The rationale is that by blunting the insulin surge that comes after every meal, your body has to burn fat for energy expenditure instead of sugar.
Fasting may also be beneficial in the reversal of Type 2 diabetes, improvement in mental clarity, focus ability, meditation, encouragement of discipline, and self-control.
The downside of fasting may include headaches, dizziness, muscle cramps, and hunger.
Feeling hungry is what everyone fears the most. It’s important to point out that hunger comes and fades away like a wave. Therefore, don’t feel devastated by hunger; it won’t last long.
Fasting is not designed to destroy muscles. Muscle cramps that might occur during fasting are related to temporary electrolyte disturbances.
Some tips that can help you overcome fasting hassles:
* Stay busy and live normally
* Drink plenty of water
* Fast with a group of people
* Drink sugar-free white coffee
Is Fasting for Everyone?

§ **The data**
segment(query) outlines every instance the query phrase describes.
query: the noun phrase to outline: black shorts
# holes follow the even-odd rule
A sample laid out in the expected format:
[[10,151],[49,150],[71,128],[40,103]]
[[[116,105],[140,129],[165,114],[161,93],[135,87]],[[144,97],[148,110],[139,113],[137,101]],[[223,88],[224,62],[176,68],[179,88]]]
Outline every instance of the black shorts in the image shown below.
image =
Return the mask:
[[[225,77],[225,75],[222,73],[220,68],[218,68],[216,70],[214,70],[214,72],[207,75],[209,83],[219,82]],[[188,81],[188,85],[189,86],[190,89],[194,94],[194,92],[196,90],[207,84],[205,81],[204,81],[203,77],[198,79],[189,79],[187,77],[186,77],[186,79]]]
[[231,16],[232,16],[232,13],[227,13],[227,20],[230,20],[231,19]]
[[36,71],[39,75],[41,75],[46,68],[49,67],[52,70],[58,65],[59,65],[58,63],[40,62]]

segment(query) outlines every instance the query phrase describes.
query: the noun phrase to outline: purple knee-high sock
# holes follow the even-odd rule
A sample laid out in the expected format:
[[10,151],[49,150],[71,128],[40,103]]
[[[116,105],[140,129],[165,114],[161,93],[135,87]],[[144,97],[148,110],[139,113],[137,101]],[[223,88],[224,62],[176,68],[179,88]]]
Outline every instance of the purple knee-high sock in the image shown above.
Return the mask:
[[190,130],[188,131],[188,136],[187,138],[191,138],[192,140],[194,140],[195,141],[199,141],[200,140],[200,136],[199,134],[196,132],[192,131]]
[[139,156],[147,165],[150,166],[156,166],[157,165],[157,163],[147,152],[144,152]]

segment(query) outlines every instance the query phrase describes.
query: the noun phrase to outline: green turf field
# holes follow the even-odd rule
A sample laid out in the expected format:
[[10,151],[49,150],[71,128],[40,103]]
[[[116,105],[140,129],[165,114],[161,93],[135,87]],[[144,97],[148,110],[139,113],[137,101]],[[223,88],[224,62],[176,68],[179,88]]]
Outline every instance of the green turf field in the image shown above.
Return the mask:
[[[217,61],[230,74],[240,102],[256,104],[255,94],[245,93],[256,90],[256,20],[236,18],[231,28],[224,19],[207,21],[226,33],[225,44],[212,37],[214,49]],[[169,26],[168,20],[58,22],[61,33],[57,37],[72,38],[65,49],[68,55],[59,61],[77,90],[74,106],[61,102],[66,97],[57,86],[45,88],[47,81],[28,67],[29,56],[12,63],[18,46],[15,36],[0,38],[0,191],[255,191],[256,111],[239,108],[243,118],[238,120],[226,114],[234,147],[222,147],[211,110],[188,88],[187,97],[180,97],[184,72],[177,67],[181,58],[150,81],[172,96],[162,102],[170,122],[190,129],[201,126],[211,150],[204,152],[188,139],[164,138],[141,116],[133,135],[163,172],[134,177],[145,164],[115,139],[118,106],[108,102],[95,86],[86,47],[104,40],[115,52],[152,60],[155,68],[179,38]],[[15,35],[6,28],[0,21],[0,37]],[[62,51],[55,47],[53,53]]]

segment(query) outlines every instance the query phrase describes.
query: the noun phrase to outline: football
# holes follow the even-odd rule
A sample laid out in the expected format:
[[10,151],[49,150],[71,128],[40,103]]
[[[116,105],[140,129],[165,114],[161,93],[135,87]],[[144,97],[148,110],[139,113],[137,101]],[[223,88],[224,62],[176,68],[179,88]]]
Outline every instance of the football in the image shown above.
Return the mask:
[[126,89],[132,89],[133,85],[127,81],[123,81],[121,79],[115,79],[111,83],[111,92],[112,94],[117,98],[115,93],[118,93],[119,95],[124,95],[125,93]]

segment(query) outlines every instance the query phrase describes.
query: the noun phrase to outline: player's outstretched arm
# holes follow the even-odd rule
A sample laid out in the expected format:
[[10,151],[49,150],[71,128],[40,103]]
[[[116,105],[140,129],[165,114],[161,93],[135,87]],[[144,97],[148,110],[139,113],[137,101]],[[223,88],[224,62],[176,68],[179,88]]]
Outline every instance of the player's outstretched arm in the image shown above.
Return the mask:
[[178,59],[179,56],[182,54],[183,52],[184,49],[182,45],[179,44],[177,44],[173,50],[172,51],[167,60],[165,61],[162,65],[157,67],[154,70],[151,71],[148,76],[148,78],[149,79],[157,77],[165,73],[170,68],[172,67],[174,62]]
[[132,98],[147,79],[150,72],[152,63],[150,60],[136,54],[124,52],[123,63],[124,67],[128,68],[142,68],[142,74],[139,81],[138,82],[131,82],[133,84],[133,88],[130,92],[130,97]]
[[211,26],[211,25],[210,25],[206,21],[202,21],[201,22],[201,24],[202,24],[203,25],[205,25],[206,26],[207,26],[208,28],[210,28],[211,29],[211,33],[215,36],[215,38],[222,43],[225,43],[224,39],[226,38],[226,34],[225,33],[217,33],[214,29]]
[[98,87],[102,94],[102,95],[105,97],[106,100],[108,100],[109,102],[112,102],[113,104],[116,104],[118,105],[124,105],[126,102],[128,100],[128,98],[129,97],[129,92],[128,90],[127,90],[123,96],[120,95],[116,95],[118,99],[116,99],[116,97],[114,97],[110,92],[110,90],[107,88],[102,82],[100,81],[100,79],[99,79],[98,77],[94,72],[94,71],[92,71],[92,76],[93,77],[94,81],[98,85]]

§ **Exercise A**
From the passage on fasting, list every possible downside of fasting that it names.
§ **Exercise B**
Carry on the passage on fasting from its final line, "Is Fasting for Everyone?"

§ **Response box A**
Headaches, dizziness, muscle cramps, hunger

§ **Response box B**
Medically, no. Be aware that fasting might do more harm than good for some people.
In other words, fasting is not for you if you are underweight, have unadjusted blood sugar, take medications, or if you are a child or a frail senior.
Final Thoughts on Fasting for Health – Three Pearls for Healthier Fasting:
1. You have to repeat it over and over until your target weight is achieved.
2. Break your fast if you feel unwell.
3. Break your fast wisely. Don’t ruin your fast by eating a heavy meal. It’s recommended that you have a modest, healthy meal that contains lean proteins, healthy fats, fruits, and plenty of water.